--- BEGIN LISTING ---

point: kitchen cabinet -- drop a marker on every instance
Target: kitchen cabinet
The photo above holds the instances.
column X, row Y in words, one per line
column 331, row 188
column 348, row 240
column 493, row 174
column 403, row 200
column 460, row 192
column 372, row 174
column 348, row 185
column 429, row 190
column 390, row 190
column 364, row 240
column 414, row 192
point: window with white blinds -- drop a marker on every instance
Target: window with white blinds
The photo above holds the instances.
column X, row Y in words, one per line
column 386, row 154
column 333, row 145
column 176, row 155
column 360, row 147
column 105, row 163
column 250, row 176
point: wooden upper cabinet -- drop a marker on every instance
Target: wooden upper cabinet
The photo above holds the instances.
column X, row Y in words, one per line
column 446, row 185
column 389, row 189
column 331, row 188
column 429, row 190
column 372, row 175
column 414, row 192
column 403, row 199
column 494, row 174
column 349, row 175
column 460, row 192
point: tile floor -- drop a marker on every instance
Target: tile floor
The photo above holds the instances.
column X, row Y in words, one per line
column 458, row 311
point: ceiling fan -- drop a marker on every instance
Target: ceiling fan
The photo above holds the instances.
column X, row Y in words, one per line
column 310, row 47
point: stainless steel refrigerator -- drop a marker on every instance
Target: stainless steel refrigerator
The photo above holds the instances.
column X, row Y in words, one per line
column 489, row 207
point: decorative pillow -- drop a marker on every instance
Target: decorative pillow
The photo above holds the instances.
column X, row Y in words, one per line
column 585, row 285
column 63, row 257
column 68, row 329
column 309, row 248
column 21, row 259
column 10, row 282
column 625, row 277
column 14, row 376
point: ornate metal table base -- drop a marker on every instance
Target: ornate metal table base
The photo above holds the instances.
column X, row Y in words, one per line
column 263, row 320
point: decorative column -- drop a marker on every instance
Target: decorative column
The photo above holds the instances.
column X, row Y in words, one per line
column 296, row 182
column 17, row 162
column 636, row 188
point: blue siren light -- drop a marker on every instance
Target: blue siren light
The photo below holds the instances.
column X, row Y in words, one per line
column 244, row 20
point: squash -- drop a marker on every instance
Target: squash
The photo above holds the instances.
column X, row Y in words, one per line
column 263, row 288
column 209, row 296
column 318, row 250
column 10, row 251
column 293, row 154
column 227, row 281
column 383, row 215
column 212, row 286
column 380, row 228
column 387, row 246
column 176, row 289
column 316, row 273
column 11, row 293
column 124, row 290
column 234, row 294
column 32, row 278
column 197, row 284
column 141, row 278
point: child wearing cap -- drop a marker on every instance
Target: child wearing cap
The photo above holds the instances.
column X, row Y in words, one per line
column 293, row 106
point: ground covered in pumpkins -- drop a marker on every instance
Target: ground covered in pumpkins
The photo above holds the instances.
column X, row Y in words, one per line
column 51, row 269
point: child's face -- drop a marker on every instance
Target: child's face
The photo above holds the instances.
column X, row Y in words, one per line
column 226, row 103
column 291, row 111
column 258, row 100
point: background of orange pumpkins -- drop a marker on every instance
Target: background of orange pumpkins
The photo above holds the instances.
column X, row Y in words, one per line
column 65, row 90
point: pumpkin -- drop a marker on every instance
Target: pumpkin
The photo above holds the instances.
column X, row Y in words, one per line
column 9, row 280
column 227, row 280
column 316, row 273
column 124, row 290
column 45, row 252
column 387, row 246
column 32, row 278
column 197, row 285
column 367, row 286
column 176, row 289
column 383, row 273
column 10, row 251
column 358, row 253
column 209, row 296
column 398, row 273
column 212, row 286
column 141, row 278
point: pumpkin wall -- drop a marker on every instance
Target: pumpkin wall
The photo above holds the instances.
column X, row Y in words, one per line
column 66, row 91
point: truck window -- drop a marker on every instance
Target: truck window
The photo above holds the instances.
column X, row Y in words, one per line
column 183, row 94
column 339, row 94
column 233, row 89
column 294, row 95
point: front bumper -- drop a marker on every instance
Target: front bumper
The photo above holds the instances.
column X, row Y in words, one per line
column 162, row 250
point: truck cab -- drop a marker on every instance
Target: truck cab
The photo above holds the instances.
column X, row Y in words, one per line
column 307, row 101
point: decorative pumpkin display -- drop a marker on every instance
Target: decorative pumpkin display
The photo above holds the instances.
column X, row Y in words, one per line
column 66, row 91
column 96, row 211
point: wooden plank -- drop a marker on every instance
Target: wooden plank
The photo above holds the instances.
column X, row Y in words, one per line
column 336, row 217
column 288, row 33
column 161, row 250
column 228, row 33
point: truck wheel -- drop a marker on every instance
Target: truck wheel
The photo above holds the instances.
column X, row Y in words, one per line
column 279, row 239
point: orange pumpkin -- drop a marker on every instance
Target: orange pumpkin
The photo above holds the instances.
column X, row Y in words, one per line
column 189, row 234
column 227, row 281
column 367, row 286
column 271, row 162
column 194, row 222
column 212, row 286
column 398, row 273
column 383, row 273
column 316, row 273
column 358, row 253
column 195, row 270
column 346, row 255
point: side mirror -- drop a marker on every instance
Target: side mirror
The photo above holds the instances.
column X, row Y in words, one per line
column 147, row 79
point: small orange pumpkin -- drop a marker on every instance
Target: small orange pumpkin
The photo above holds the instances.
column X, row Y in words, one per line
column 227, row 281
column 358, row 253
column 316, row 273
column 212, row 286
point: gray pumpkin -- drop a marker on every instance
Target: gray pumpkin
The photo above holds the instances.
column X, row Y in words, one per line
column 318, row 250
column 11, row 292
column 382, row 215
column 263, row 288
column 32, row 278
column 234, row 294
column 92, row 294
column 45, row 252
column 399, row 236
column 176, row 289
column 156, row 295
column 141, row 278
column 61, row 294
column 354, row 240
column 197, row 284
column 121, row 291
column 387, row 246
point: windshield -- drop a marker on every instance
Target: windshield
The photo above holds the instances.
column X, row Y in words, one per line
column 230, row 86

--- END LISTING ---

• WRITTEN PROBLEM
Rewrite every line of the records above as a numbered list, omitting any blank lines.

• CORRECT ANSWER
1. point: kitchen cabinet -- drop a marker on every instance
2. Target: kitchen cabinet
3. The photo above holds the instances.
4. column X, row Y in words, one per line
5. column 331, row 188
6. column 348, row 240
7. column 493, row 174
8. column 403, row 200
9. column 460, row 192
10. column 372, row 174
11. column 348, row 185
12. column 429, row 190
13. column 390, row 190
14. column 364, row 240
15. column 414, row 192
16. point: window with white blinds -- drop a marker on every instance
17. Target: window with white blinds
18. The photo above holds the instances.
19. column X, row Y in words, one per line
20. column 386, row 154
21. column 333, row 145
22. column 176, row 155
23. column 360, row 147
24. column 105, row 163
25. column 250, row 176
26. point: wooden upper cabinet -- drop a marker on every instance
27. Target: wooden upper cabinet
28. The photo above holds the instances.
29. column X, row Y in words, one per line
30. column 446, row 185
31. column 389, row 189
32. column 331, row 188
33. column 429, row 190
34. column 372, row 175
35. column 414, row 192
36. column 403, row 199
37. column 494, row 174
38. column 349, row 175
39. column 460, row 192
40. point: tile floor -- drop a marker on every instance
41. Target: tile floor
42. The photo above holds the instances.
43. column X, row Y in words, one per line
44. column 458, row 311
45. point: ceiling fan -- drop a marker on every instance
46. Target: ceiling fan
47. The photo above holds the instances.
48. column X, row Y in words, one per line
49. column 310, row 47
50. point: stainless steel refrigerator -- drop a marker on every instance
51. Target: stainless steel refrigerator
52. The photo above holds the instances.
53. column X, row Y in words, one per line
54. column 489, row 207
55. point: decorative pillow -- drop a marker on every instance
56. Target: decorative pillow
57. The photo above holds the instances.
58. column X, row Y in words, one per line
59. column 585, row 285
60. column 63, row 257
61. column 68, row 329
62. column 309, row 248
63. column 21, row 259
64. column 10, row 282
65. column 625, row 277
66. column 14, row 376
67. point: ornate metal table base -- drop a marker on every instance
68. Target: ornate metal table base
69. The photo above holds the instances.
70. column X, row Y in words, one per line
71. column 263, row 320
72. point: decorative column -- drop a marker on every instance
73. Target: decorative column
74. The photo above holds the instances.
75. column X, row Y in words, one per line
76. column 296, row 182
77. column 17, row 162
78. column 636, row 188
79. point: blue siren light -- drop a marker on every instance
80. Target: blue siren light
81. The photo below holds the instances.
82. column X, row Y in words, one per line
83. column 244, row 20
84. point: squash -- drop a marker on every instance
85. Target: squash
86. The photo above holds the instances.
87. column X, row Y in words, one per line
88. column 263, row 288
89. column 209, row 296
90. column 318, row 250
91. column 10, row 251
92. column 293, row 154
93. column 227, row 281
94. column 383, row 215
95. column 212, row 286
96. column 380, row 228
97. column 387, row 246
98. column 176, row 289
99. column 316, row 273
100. column 11, row 293
101. column 124, row 290
102. column 234, row 294
103. column 32, row 278
104. column 197, row 284
105. column 141, row 278
106. point: child wearing cap -- drop a marker on every instance
107. Target: child wearing cap
108. The photo above holds the instances.
109. column X, row Y in words, one per line
110. column 293, row 106
111. point: ground covered in pumpkins -- drop a marker on every instance
112. Target: ground covered in pumpkins
113. The photo above holds the instances.
114. column X, row Y in words, one per line
115. column 51, row 269
116. point: child's face -- drop a marker on every instance
117. Target: child's face
118. The photo above holds the instances.
119. column X, row Y in words, one per line
120. column 226, row 103
121. column 291, row 111
122. column 258, row 100
123. point: background of orange pumpkins -- drop a marker on every instance
124. Target: background of orange pumpkins
125. The photo above holds the instances.
126. column X, row Y in words, one per line
127. column 65, row 90
128. point: pumpkin -- drop a marker on every instance
129. Target: pumpkin
130. The photo above holds the instances.
131. column X, row Y in words, one per line
132. column 9, row 280
133. column 227, row 280
134. column 316, row 273
135. column 124, row 290
136. column 45, row 252
137. column 387, row 246
138. column 32, row 278
139. column 197, row 285
140. column 367, row 286
141. column 176, row 289
142. column 383, row 273
143. column 10, row 251
144. column 358, row 253
145. column 209, row 296
146. column 398, row 273
147. column 212, row 286
148. column 141, row 278
149. point: pumpkin wall -- drop a marker on every instance
150. Target: pumpkin wall
151. The photo above holds the instances.
152. column X, row Y in words, one per line
153. column 66, row 91
154. point: truck window -- drop a marker on every instance
155. Target: truck window
156. The photo above holds the instances.
157. column X, row Y in words, one per line
158. column 183, row 94
159. column 339, row 94
160. column 233, row 89
161. column 294, row 95
162. point: front bumper -- drop a marker on every instance
163. Target: front bumper
164. The photo above holds the instances.
165. column X, row Y in words, one per line
166. column 162, row 250
167. point: truck cab -- drop a marker on every instance
168. Target: truck cab
169. The photo above holds the instances.
170. column X, row Y in words, one per line
171. column 307, row 101
172. point: decorative pumpkin display -- drop a marker on every instance
173. Target: decorative pumpkin display
174. The photo above holds the instances.
175. column X, row Y in words, one per line
176. column 66, row 91
177. column 96, row 211
178. point: wooden plank -- drop a marker on every instance
179. Target: wooden plank
180. The photo above holds the instances.
181. column X, row Y in words, one per line
182. column 336, row 217
183. column 288, row 33
184. column 161, row 250
185. column 228, row 33
186. point: truck wheel -- drop a marker on every instance
187. Target: truck wheel
188. The photo above holds the instances.
189. column X, row Y in words, one per line
190. column 279, row 239
191. point: orange pumpkin -- drop a marker on every instance
192. Target: orange pumpkin
193. The photo above holds the instances.
194. column X, row Y in words, one per line
195. column 189, row 234
196. column 227, row 281
197. column 367, row 286
198. column 271, row 162
199. column 194, row 222
200. column 212, row 286
201. column 398, row 273
202. column 383, row 273
203. column 316, row 273
204. column 358, row 253
205. column 195, row 270
206. column 346, row 255
207. point: side mirror -- drop a marker on every instance
208. Target: side mirror
209. The photo above holds the instances.
210. column X, row Y in words, one per line
211. column 147, row 79
212. point: small orange pumpkin -- drop a marker on every instance
213. Target: small orange pumpkin
214. The photo above holds the instances.
215. column X, row Y in words, one per line
216. column 227, row 281
217. column 358, row 253
218. column 316, row 273
219. column 212, row 286
220. point: gray pumpkin -- drop a marker on every instance
221. Target: gray pumpkin
222. The photo above holds the instances.
223. column X, row Y in words, one per line
224. column 318, row 250
225. column 11, row 292
226. column 382, row 215
227. column 263, row 288
228. column 32, row 278
229. column 234, row 294
230. column 92, row 294
231. column 45, row 252
232. column 399, row 236
233. column 176, row 289
234. column 156, row 295
235. column 141, row 278
236. column 61, row 294
237. column 354, row 240
238. column 197, row 284
239. column 121, row 291
240. column 387, row 246
241. point: windshield -- drop a marker on every instance
242. Target: windshield
243. The photo above holds the instances.
244. column X, row Y in words, one per line
245. column 230, row 86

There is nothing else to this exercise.